STATED TASK =
Swap "single point" for "lone dot" in the listing, from the line containing "of the purple" through the end of the listing, and give back only those lines with everything else unchanged.

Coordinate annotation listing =
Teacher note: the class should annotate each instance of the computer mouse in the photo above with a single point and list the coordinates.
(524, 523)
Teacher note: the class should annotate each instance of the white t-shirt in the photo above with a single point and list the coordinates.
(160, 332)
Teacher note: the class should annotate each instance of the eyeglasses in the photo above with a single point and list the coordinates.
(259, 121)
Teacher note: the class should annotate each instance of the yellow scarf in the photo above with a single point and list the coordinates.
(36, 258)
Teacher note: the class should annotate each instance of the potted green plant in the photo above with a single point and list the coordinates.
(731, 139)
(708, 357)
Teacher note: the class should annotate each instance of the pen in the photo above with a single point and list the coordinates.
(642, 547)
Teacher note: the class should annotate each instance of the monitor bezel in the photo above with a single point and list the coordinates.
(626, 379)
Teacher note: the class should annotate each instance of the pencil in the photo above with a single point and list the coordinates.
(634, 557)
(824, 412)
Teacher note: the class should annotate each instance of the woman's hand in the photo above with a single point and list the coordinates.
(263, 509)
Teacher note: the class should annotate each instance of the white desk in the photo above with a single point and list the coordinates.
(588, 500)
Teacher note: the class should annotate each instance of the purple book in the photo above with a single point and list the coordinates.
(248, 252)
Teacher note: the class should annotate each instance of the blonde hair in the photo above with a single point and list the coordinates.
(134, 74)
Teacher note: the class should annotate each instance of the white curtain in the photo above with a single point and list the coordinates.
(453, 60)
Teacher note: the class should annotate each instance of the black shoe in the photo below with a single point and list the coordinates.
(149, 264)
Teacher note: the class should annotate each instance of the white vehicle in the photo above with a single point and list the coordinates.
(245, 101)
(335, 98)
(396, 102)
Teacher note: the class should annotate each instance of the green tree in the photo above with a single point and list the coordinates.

RESULT =
Teacher note: the class should annotate each instance of the purple book in the photo above with a lone dot and list the coordinates.
(248, 252)
Teacher note: the class should annotate each instance of the blonde hair in the photo above with a lone dot and list the coordinates.
(134, 74)
Teacher note: the class should annotate each instance of the white curtain in the photo above with a lone dot and list the coordinates.
(453, 60)
Teacher note: the class should annotate each instance of the black shoe in the photo below with a lone dot and list the coordinates.
(149, 264)
Teacher note: the class should annotate each instance of the white vehicle in the photo above with a lone dot and list the coordinates.
(245, 101)
(335, 98)
(396, 102)
Teacher note: the class should annotate each instance of the green tree in the photo above with a lone dot and list the coordinates.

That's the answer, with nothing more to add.